▸ **Görevin amacı**: Aşağıdaki listede "white" sözcüğünü içeren tüm satırları bulun ve her birini aynen aktarın. Büyük ve küçük harf ayrımı gözetilmelidir.
-------- Verilen liste
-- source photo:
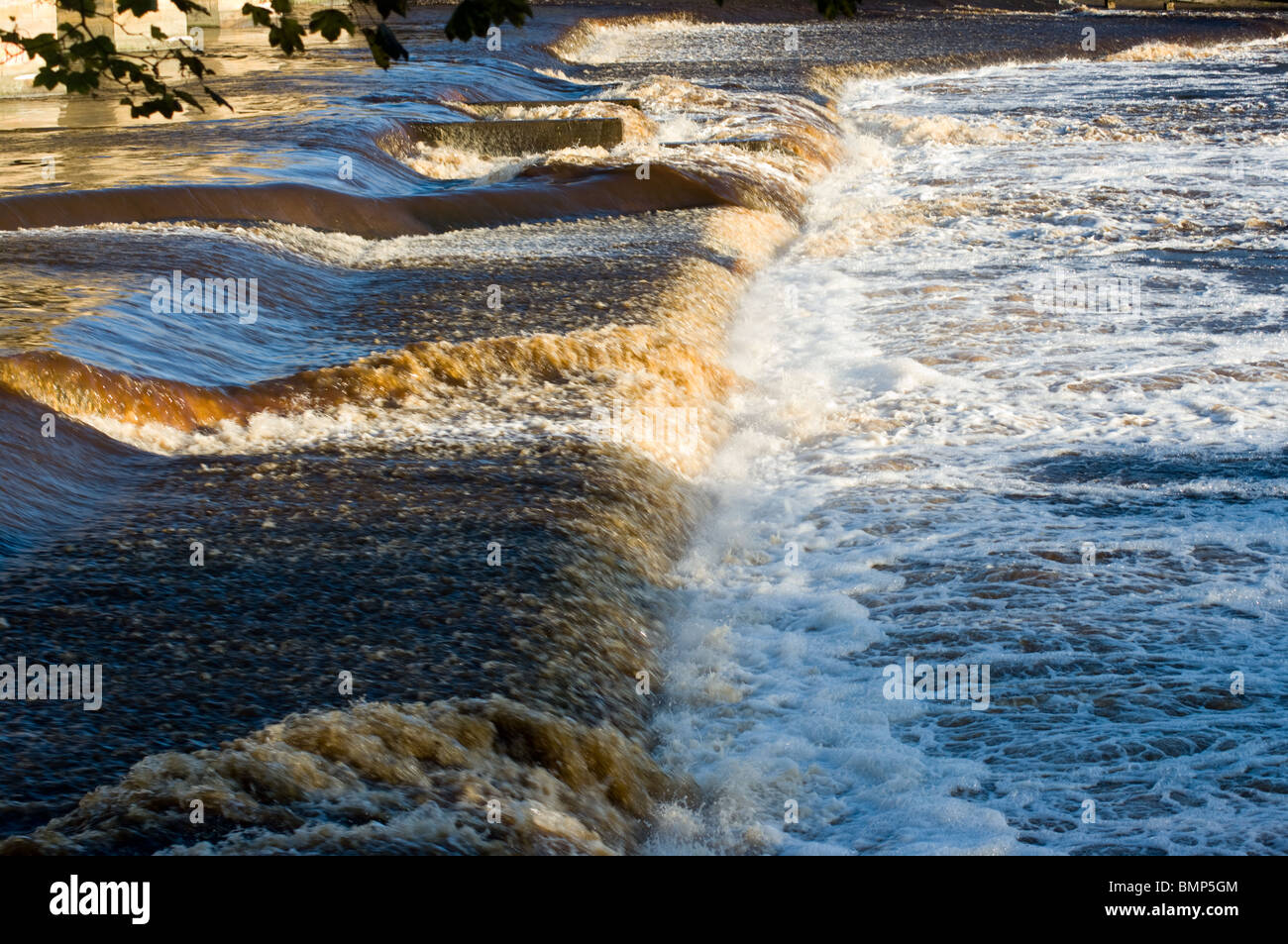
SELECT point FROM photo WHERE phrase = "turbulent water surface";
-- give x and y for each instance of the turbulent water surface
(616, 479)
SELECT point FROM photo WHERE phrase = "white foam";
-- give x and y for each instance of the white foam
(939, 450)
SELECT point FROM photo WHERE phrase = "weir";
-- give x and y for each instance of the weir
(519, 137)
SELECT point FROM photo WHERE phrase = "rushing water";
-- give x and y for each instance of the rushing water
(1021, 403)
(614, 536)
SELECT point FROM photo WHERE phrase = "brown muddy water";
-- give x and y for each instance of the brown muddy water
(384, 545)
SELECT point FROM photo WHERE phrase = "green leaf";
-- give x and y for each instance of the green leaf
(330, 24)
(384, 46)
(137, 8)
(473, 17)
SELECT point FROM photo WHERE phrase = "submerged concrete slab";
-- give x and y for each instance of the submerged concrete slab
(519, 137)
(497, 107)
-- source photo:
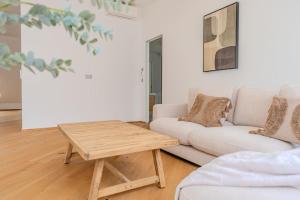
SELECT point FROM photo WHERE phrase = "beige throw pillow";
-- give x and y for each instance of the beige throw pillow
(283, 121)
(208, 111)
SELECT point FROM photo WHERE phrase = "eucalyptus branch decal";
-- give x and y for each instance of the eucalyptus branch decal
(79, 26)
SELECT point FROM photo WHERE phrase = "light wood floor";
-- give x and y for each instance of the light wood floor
----------------
▸ **Alıştırma yanıtı**:
SELECT point FROM photo WHERE phrase = "white foam";
-- give x and y for each instance of the white foam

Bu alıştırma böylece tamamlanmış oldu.